• [Work request]:
Give back exactly the lines of the material below that start at the line containing "woman in yellow" and end at the line containing "The component shall return one point per instance of the man's", and no others.

= Beginning of Section =

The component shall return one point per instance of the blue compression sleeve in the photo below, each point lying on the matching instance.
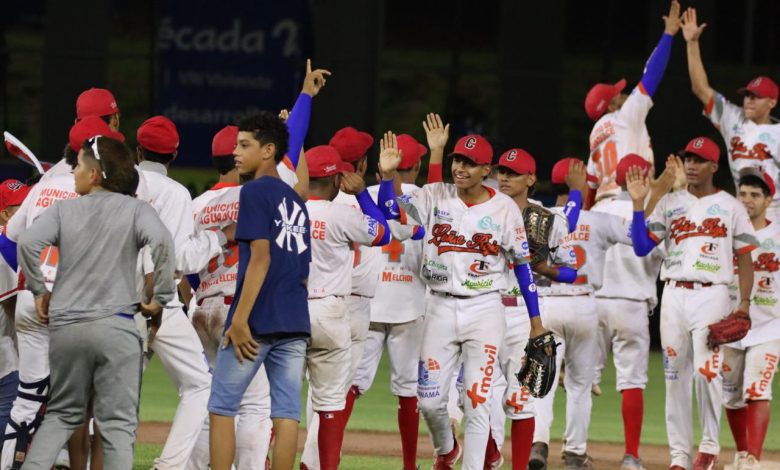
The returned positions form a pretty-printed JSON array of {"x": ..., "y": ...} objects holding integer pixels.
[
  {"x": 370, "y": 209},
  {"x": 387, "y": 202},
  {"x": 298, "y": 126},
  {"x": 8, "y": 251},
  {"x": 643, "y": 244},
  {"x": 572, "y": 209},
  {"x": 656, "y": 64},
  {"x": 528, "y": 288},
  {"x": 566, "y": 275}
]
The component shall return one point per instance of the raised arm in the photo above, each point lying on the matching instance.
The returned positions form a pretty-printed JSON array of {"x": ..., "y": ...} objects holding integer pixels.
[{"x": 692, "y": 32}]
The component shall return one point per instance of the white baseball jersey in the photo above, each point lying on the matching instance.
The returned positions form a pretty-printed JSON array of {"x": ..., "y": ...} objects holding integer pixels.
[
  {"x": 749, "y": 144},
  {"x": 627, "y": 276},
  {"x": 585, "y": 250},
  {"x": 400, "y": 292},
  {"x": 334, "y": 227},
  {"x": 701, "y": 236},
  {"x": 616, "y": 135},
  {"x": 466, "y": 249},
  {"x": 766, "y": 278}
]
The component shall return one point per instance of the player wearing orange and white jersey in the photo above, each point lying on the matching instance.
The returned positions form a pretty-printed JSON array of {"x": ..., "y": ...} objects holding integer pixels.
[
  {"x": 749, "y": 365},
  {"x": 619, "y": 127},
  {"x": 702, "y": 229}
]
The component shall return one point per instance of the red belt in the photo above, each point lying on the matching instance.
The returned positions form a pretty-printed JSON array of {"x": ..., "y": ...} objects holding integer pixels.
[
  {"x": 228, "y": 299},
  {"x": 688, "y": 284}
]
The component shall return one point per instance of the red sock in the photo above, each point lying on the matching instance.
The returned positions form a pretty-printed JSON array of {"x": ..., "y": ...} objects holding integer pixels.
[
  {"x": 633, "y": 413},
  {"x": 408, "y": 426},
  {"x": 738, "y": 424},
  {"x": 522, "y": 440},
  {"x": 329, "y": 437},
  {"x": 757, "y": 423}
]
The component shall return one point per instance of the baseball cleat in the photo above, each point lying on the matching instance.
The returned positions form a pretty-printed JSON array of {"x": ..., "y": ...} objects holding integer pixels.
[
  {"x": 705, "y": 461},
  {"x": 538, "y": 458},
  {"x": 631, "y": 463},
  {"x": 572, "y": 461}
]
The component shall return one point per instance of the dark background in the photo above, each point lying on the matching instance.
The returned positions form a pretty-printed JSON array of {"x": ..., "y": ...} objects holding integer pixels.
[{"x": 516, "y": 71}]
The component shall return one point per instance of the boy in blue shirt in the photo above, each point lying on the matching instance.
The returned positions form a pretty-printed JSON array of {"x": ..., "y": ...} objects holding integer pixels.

= End of Section =
= Beginning of Section =

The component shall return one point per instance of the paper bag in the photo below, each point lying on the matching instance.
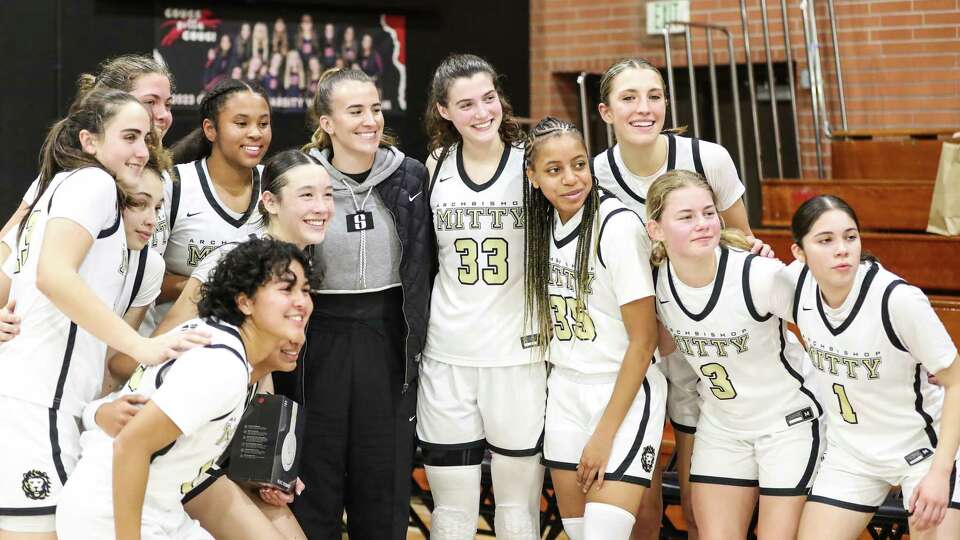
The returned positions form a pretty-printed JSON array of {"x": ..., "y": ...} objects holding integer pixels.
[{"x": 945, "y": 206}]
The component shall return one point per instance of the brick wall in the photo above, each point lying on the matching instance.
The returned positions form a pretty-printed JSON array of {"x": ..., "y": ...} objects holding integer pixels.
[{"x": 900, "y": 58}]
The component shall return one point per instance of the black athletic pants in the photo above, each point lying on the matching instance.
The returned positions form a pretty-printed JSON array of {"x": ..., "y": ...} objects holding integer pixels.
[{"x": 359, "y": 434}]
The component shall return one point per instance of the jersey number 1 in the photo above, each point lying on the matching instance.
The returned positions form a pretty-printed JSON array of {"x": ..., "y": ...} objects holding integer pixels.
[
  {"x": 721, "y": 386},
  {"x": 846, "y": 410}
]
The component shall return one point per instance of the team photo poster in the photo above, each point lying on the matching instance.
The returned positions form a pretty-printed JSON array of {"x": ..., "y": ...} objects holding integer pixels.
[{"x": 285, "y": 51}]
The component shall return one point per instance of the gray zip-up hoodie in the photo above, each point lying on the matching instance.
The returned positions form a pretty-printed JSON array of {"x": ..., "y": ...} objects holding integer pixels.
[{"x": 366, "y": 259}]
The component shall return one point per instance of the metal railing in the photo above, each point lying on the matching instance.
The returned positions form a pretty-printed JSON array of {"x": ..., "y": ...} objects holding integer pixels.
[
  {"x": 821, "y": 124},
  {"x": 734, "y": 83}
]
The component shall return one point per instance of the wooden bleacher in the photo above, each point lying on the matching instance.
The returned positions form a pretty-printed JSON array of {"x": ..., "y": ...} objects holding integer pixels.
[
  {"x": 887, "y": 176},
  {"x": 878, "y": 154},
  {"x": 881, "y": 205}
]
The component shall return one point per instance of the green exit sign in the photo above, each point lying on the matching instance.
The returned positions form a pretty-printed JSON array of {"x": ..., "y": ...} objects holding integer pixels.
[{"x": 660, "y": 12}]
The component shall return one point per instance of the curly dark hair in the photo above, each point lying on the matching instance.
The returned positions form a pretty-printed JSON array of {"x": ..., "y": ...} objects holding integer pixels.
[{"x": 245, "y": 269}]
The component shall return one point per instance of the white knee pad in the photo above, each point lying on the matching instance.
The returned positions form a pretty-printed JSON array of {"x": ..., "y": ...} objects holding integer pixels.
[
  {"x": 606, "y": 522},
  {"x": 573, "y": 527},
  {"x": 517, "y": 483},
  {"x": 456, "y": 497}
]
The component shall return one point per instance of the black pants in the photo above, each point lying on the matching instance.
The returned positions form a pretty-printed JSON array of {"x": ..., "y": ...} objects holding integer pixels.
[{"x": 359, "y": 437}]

= End of Section =
= Beginning of Section =

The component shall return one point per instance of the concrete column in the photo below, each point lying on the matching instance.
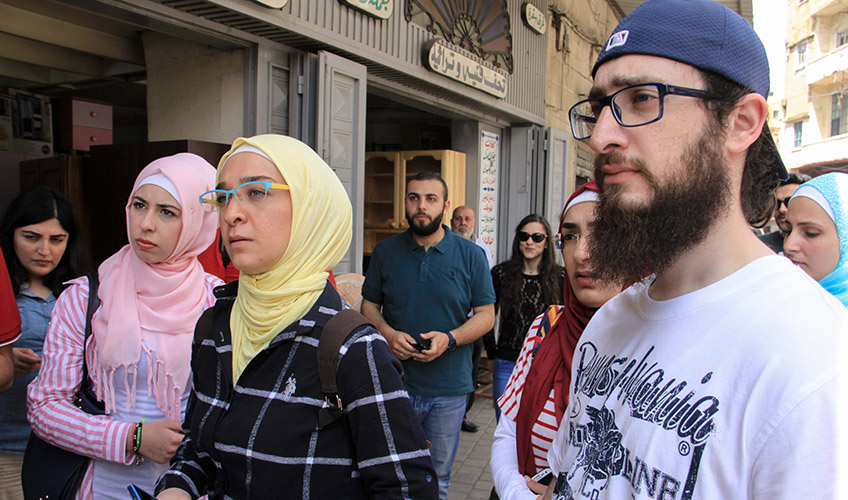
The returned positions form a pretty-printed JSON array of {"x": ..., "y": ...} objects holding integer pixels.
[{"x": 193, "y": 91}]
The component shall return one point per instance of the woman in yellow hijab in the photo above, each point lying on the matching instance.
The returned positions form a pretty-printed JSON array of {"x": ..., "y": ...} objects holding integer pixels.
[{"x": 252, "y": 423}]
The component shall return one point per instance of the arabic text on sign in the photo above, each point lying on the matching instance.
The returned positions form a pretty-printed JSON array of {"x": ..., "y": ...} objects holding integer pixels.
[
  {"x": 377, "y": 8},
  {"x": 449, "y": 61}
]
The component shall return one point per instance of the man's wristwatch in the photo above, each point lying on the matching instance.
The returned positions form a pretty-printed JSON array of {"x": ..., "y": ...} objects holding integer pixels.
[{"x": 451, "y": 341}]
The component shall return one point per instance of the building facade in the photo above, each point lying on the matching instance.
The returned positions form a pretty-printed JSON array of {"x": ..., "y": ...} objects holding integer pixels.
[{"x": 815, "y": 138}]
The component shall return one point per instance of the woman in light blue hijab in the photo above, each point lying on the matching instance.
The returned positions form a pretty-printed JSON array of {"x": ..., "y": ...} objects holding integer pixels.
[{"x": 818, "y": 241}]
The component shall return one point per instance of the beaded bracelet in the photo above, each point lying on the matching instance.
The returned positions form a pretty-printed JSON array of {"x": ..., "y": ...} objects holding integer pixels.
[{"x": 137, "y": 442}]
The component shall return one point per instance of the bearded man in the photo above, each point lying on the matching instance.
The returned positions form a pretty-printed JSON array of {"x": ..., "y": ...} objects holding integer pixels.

= End of Section =

• [Result for this task]:
The component shall return one point per instance of the woman in yellow hijab in the photo above, each point lying on the matching instance.
The returned positions form a pretty-printed JSON array of {"x": ..., "y": ...} objects holding integer pixels.
[{"x": 252, "y": 423}]
The component shall return one point per instance of the arabic text on sign in the photo above, each point lying on the matching instance.
The returned positions form a pretty-printed JSON array of {"x": ..., "y": ...} objects holding integer pixels.
[
  {"x": 377, "y": 8},
  {"x": 449, "y": 61}
]
The component shall return one point per instance of the man's wristwatch in the photo above, each point lying on the matching instance.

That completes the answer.